Dataset records:

+++

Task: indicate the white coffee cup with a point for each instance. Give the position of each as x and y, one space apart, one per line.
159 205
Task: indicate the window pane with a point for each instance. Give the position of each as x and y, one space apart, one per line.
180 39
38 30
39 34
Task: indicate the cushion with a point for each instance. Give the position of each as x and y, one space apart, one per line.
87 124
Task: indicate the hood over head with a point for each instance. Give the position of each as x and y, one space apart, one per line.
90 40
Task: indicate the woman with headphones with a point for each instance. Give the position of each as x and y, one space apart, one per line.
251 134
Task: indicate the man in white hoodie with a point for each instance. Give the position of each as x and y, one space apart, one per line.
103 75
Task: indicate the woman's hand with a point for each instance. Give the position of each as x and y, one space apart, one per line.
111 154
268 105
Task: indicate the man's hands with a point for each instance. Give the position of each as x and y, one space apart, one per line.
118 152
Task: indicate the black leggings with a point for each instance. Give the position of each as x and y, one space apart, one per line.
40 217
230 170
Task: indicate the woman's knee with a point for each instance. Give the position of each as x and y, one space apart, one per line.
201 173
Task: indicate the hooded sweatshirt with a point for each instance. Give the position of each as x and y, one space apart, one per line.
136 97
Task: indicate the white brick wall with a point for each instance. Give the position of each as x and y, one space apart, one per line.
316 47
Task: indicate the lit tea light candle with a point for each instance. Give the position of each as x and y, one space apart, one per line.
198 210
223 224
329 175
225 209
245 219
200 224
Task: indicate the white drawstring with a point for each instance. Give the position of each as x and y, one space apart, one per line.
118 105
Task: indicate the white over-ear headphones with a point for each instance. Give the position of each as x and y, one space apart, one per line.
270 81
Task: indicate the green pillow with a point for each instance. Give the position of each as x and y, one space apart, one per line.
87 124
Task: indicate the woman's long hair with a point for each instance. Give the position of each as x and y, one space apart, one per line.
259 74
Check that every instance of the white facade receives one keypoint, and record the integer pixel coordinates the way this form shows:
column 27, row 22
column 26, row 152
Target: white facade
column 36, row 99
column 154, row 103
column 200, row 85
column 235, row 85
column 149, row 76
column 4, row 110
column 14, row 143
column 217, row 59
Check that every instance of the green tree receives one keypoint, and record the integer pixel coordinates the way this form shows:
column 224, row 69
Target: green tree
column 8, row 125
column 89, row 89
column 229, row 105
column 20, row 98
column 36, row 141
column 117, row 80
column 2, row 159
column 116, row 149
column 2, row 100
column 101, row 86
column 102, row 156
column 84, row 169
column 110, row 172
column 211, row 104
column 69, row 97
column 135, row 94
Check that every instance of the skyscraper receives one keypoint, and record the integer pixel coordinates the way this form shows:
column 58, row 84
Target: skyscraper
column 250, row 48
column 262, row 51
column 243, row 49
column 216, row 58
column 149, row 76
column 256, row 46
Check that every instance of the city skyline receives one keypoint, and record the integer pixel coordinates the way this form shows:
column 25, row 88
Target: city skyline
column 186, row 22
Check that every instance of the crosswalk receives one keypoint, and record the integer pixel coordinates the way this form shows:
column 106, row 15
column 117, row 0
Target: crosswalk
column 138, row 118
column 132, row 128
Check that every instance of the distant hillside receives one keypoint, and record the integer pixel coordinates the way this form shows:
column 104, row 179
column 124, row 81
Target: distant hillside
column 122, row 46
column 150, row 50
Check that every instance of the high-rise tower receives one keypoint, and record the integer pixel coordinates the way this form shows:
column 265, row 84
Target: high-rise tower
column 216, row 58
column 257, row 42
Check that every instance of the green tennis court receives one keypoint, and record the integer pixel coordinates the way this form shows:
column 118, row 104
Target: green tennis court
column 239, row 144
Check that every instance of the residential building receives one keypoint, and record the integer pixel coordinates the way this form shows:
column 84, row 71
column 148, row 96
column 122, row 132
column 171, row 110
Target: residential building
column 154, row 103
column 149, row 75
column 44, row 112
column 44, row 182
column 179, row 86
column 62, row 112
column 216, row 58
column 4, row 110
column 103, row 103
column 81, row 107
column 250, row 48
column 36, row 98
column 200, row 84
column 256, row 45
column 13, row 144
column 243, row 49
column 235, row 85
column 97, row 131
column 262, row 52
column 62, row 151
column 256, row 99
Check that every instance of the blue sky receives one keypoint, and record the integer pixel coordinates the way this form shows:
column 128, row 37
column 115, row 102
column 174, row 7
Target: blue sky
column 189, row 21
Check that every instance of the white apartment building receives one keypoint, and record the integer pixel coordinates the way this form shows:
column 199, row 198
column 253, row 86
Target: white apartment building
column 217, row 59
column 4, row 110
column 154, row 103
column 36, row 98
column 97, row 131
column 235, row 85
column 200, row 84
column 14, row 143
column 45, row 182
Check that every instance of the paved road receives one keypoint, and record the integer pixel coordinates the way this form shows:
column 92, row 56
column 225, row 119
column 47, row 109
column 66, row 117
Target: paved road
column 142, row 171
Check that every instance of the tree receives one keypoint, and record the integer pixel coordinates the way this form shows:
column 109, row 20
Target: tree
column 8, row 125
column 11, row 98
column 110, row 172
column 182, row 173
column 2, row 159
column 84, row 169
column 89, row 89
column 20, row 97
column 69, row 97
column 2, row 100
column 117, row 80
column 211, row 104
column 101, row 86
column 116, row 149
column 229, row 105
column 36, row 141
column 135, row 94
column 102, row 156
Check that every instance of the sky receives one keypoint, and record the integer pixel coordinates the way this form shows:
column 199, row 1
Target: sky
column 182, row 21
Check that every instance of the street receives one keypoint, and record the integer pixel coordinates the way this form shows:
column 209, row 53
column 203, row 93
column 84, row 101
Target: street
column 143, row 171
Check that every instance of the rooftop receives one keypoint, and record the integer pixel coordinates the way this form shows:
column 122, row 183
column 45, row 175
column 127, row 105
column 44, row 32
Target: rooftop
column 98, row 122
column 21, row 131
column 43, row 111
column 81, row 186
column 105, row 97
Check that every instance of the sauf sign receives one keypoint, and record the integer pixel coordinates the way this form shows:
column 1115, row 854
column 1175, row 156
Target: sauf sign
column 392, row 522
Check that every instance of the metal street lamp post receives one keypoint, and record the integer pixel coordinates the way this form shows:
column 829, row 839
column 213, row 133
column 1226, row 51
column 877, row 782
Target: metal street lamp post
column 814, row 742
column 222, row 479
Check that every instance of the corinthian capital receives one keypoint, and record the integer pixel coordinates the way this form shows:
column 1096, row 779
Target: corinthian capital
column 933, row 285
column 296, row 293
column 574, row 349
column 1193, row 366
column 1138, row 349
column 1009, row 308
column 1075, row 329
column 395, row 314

+++

> **Task to complete**: The answer must be an exact copy of every entry.

> **Answer section**:
Task: indicate the white coffee cup with a point for each instance. Give the position of each as x and y, one space apart, one per line.
159 205
Task: indicate the window pane with a point for each instance. Give the position of each as x and y, one space apart, one per line.
180 39
38 30
39 34
Task: indicate the cushion with a point for each instance. Give the position of each as x and y, one space apart, one per line.
87 124
Task: indicate the hood over head with a point for each instance. Give the position of each as x and y, one space apart, one per line.
90 40
Task: indicate the woman with headphones with a point for each instance. Give the position of each as x and y, one space apart, one per line.
251 134
Task: indicate the man in white hoodie with a point for each instance. Give the position of each as x and y, one space apart, one per line.
103 75
Task: indicate the woman's hand with a point for each instance. Give the position of each as x and y, one space apart, one per line.
111 154
268 105
Task: indicate the man's hands with a point for each instance. Give the position of each as x and y, one space apart, one per line.
118 152
Task: indicate the black leggings with a point for each instance. Give the position of each as x and y, one space apart, one per line.
40 217
230 170
Task: indicate the woman's knee with a point for each instance. Give the position of each as x and y, one space apart, one per line.
201 173
Task: indicate the hooded sweatshirt with a point for each instance. Give the position of each as x and y, one space apart, one per line.
136 97
Task: indicate the white brick wall with a point for each instance. Give the position of each as x and y, one space apart, one per line.
316 47
Task: indicate the lit tea light candle with a point for each instance. Give the position of each as x and y, one space apart, one per line.
198 210
223 224
329 175
225 209
245 219
200 224
Task: indicate the white drawstring with a point for each instance. Give the position of each as x and y, one space apart, one per line.
118 105
Task: indicate the white over-ear headphones with a point for each instance. Give the position of each as x and y, one space apart, one per line.
270 81
Task: indicate the green pillow with a point for each instance. Give the position of each as x and y, one space apart, one per line.
87 124
Task: indicate the woman's long hair with a point for each instance. Give the position of each as x and y, one space apart, one per line.
259 74
Check that every instance of the white facade receives one keypoint, and record the integer pixel coordinates the way this form shows:
column 27, row 22
column 26, row 152
Target: white facade
column 36, row 99
column 154, row 103
column 200, row 85
column 235, row 85
column 149, row 76
column 4, row 110
column 14, row 143
column 217, row 59
Check that every instance of the green tree receives one keypoint, and record the integer pixel coordinates the way this form shows:
column 224, row 69
Target: green tree
column 8, row 125
column 89, row 89
column 229, row 105
column 20, row 98
column 36, row 141
column 117, row 80
column 2, row 159
column 116, row 149
column 2, row 100
column 101, row 86
column 102, row 156
column 84, row 169
column 110, row 172
column 211, row 104
column 69, row 97
column 135, row 94
Check that every instance of the skyscraper receives one keypoint, and record the integer pixel coordinates the way this form shows:
column 58, row 84
Target: skyscraper
column 250, row 48
column 262, row 51
column 243, row 49
column 216, row 58
column 149, row 76
column 256, row 46
Check that every instance of the city skyline receives one keypoint, and record the integer pixel coordinates the way this form shows:
column 25, row 88
Target: city skyline
column 186, row 22
Check that every instance of the crosswalk receives one keypoint, and record the integer pixel coordinates the way this form shows:
column 106, row 15
column 117, row 0
Target: crosswalk
column 138, row 118
column 132, row 128
Check that every instance of the distant hillside receives one keypoint, and record the integer pixel coordinates the way this form shows:
column 104, row 179
column 124, row 81
Target: distant hillside
column 122, row 46
column 150, row 50
Check that every instance of the high-rise tower receives one keypoint, and record the integer pixel coordinates the way this form shows:
column 265, row 84
Target: high-rise tower
column 216, row 58
column 257, row 42
Check that every instance of the green tennis court receives one keypoint, and record the integer pixel coordinates the way this form shows:
column 118, row 104
Target: green tennis court
column 239, row 144
Check that every instance of the residential building receives one keypoint, and record the integer pixel coordinates the way this form shows:
column 84, row 71
column 148, row 96
column 122, row 132
column 171, row 110
Target: residential building
column 154, row 103
column 149, row 75
column 44, row 112
column 44, row 182
column 179, row 86
column 62, row 112
column 216, row 58
column 4, row 110
column 103, row 103
column 81, row 107
column 250, row 48
column 36, row 98
column 200, row 84
column 256, row 45
column 13, row 144
column 243, row 49
column 235, row 85
column 97, row 131
column 262, row 52
column 62, row 151
column 256, row 99
Check that every instance of the blue sky receives one keypoint, and record the integer pixel coordinates the way this form shows:
column 128, row 37
column 115, row 102
column 174, row 7
Target: blue sky
column 189, row 21
Check that every instance of the white apartment building receives one keypoint, and record the integer pixel coordinates the way this form shows:
column 199, row 198
column 253, row 86
Target: white apartment building
column 217, row 59
column 4, row 110
column 154, row 103
column 36, row 98
column 97, row 131
column 235, row 85
column 200, row 84
column 14, row 143
column 45, row 182
Check that every instance of the paved road receives one keypoint, and record the integer pixel coordinates the way this form shows:
column 92, row 56
column 225, row 119
column 47, row 109
column 66, row 117
Target: paved road
column 142, row 171
Check that every instance of the tree receives one keypoint, and record the integer pixel coordinates the way this form shows:
column 109, row 20
Target: tree
column 8, row 125
column 11, row 98
column 110, row 172
column 182, row 173
column 2, row 159
column 84, row 169
column 89, row 89
column 20, row 97
column 69, row 97
column 2, row 100
column 117, row 80
column 211, row 104
column 101, row 86
column 116, row 149
column 229, row 105
column 36, row 141
column 135, row 94
column 102, row 156
Check that every instance of the sky receives one keypoint, and record the integer pixel coordinates the way this form shows:
column 199, row 1
Target: sky
column 182, row 21
Check that every instance of the street receives one keypoint, and record the integer pixel coordinates the way this form shows:
column 209, row 53
column 203, row 93
column 84, row 101
Target: street
column 143, row 171
Check that every instance of the rooftop receives one keypoint, and record the integer pixel coordinates the way this form shows:
column 122, row 183
column 45, row 175
column 127, row 105
column 44, row 32
Target: rooftop
column 98, row 122
column 21, row 131
column 43, row 111
column 81, row 186
column 105, row 97
Check that every instance of the sauf sign receives one keypoint, and record the integer pixel coordinates the way this form shows:
column 1115, row 854
column 1175, row 156
Target: sauf sign
column 392, row 522
Check that every instance of the metal street lamp post receives one keypoint, and record the integer pixel coordinates the way this form shows:
column 829, row 839
column 213, row 133
column 1226, row 51
column 877, row 782
Target: metal street lamp post
column 814, row 742
column 222, row 479
Check that every instance of the corinthian capital receives one keypoint, and record the integer pixel coordinates the way this form shows:
column 1096, row 779
Target: corinthian capital
column 933, row 285
column 296, row 293
column 574, row 349
column 1193, row 366
column 1138, row 349
column 1009, row 308
column 1075, row 329
column 395, row 314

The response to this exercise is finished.